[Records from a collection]
+---+
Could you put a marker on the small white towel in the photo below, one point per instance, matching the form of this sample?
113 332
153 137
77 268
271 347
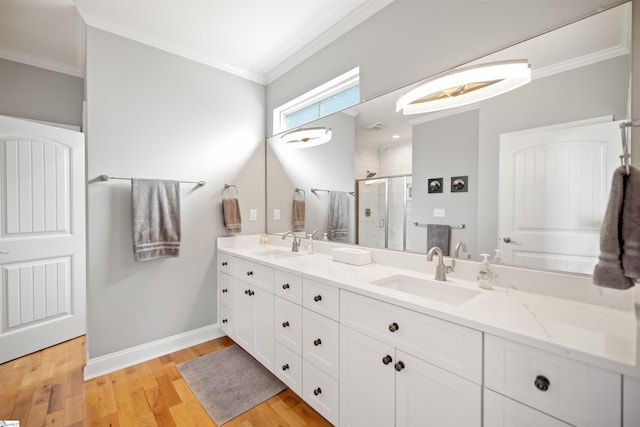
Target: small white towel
155 209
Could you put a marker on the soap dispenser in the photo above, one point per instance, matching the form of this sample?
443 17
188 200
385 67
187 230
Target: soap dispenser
309 244
484 273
+---+
Reproduce all of the records above verbatim, omitting the pictures.

Could you put a marker on the small white towel in the photo below, one point per instance, matching the form of this sample?
113 332
153 137
77 268
271 347
Target: small white towel
155 209
Could you put a marker on the soap dispenser in the photo above, one point per instance, matching the form of this sample?
443 17
188 200
385 67
187 230
Target: soap dispenser
309 244
484 273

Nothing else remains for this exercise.